» **TASK PROMPT**
Rescale the answer coordinates in all of these entries by multiplying each one by 1.9 and rounding to a whole number, with halves rounded up. Write every line out again, including the requests and their unchanged format samples, but leave the pictures out.

Coordinate annotation entries
________________________________________

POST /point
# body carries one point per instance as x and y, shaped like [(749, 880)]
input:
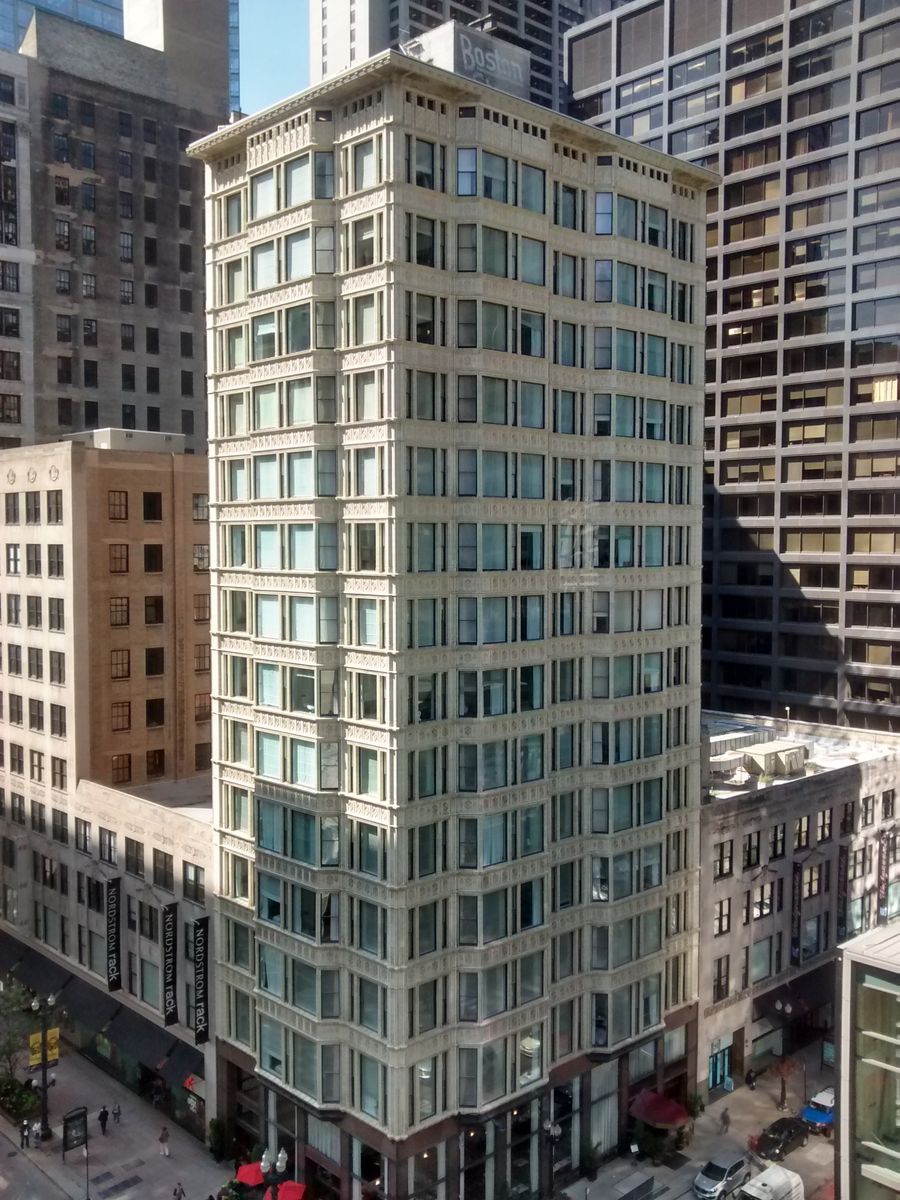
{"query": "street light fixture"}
[(552, 1132), (45, 1008)]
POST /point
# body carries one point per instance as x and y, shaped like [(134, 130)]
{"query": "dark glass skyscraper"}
[(798, 107)]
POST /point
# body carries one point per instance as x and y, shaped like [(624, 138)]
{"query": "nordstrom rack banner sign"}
[(474, 55)]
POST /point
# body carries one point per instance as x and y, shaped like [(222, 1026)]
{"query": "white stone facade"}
[(456, 613)]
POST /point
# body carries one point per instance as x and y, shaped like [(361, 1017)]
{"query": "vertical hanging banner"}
[(796, 912), (883, 874), (114, 946), (169, 964), (843, 891), (201, 981)]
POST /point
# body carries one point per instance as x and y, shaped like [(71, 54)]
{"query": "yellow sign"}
[(34, 1048)]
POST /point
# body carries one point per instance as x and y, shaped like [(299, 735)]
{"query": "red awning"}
[(658, 1110), (252, 1175), (292, 1191)]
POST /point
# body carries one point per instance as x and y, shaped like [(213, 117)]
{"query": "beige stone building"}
[(456, 345), (105, 610), (149, 851), (868, 1050), (801, 852)]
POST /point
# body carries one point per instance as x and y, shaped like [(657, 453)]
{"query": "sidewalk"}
[(126, 1164), (750, 1113)]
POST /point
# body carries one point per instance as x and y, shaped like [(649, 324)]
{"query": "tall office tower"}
[(234, 55), (101, 239), (343, 34), (16, 16), (793, 106), (456, 629)]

________________________________________

» **ANSWER BELOW**
POST /point
# body carries one point per instance as x and y, shaped like [(749, 880)]
input:
{"query": "street light fixture"}
[(1049, 2151), (86, 1915)]
POST /point
# body carries one point per instance as x and y, shaped like [(134, 130)]
{"query": "dark glass skyscraper"}
[(1516, 203)]
POST /point
# body carries one point per instance as x and y, shaped like [(624, 138)]
{"query": "nordstrom rack banner sign"}
[(901, 105)]
POST /point
# body carries one point per instance as x and y, shaped like [(222, 1026)]
{"query": "white stone facade"}
[(866, 1165)]
POST /point
# body carries one point per instance as x and y, shaped like [(361, 1017)]
{"query": "vertical hanging banner"}
[(1512, 1733), (1678, 1661), (217, 1797), (321, 1832), (1602, 1693), (382, 1864)]
POST /point
# body carries one point per instance as x and y, shaped like [(71, 54)]
{"query": "yellow sign"}
[(65, 1991)]
POST /point
# body carries one point per instance as x and y, shaped like [(299, 735)]
{"query": "red awning"}
[(1250, 2109), (479, 2233), (555, 2263)]
POST /point
# body carries one point per instance as x and y, shaped like [(213, 117)]
{"query": "beige stone building"}
[(866, 656), (200, 1159), (283, 1617), (1649, 1995), (1522, 1619)]
POST /point
# body carries one point per instance as x and y, shaped like [(657, 453)]
{"query": "sidewalk"}
[(239, 2212), (1425, 2115)]
POST /point
# body carries one point per instance as x and y, shaped like [(649, 324)]
{"query": "tall office tower"}
[(445, 105), (192, 454), (652, 65), (30, 30), (1507, 201), (866, 1195)]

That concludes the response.